[Begin Supplied text]

Judgment of the purity of a recording substance refined in this way can be suitably performed by common chemical analysis methods such as the NMR method, the IR method, gas chromatography, mass spectrometry or the TLC method.

Also, this invention provides a recording method wherein a recording substance according to the invention is heated according to recording information and made to transfer to a body to be recorded on.

In this recording method, it is preferable that a liquid recording substance is made to face a body to be recorded on across a gap and the recording substance is made to fly to the body to be recorded on by vaporization or ablation.

Also, it is preferable that the recording substance be heated by irradiation with laser light and for example a liquid recording substance be continuously supplied to a vaporization or ablation part. In this way, it is possible to form an image having density gradation on the body to be recorded on.

Further, the invention also provides a recording apparatus for practicing a recording method according to the invention having a recording substance holding part for holding a recording substance according to the invention.

In this case, the recording apparatus may be constituted as a head, and it is also possible to constitute it as a printer incorporating a head and further having body to be recorded on supporting means for making a body to be recorded on face the recording substance holding part and heating means for heating the recording substance and making it transfer to the body to be recorded on.

[End Supplied text]

Exercise directions: According to the recording-method text, by what means is it preferable to heat the recording substance? The items come from a different source than the text.

[Begin Material shown]

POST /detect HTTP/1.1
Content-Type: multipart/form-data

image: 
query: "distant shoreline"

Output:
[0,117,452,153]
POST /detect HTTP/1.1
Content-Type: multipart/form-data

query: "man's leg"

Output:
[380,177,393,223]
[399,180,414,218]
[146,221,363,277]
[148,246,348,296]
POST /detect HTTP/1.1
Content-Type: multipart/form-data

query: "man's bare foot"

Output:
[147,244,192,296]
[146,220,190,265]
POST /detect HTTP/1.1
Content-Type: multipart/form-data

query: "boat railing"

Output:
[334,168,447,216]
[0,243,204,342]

[End Material shown]
[Begin Material shown]

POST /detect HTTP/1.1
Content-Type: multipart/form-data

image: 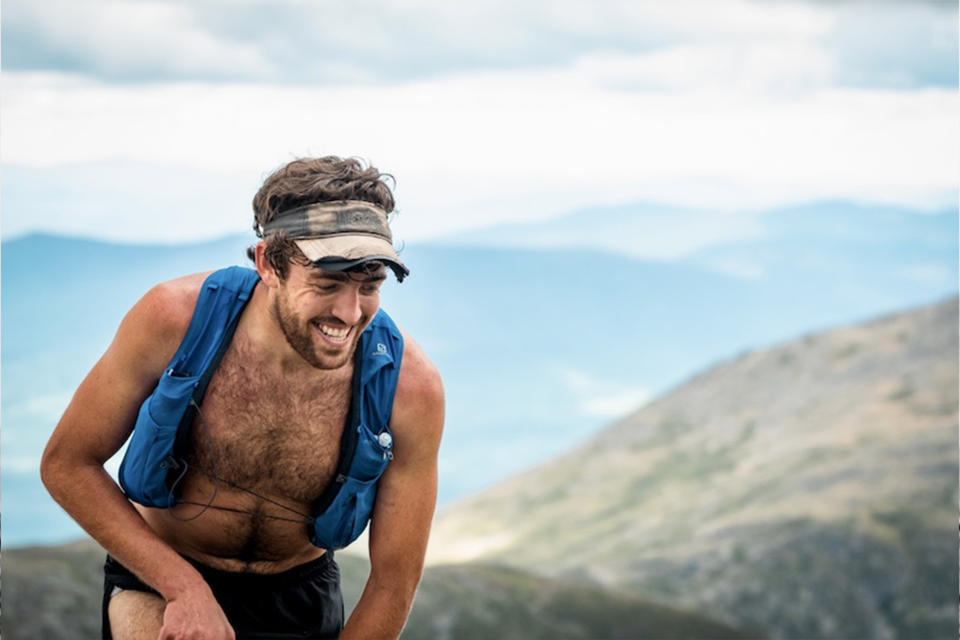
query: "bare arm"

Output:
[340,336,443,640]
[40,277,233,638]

[End Material shown]

Response to this exercise: By irradiation with laser light.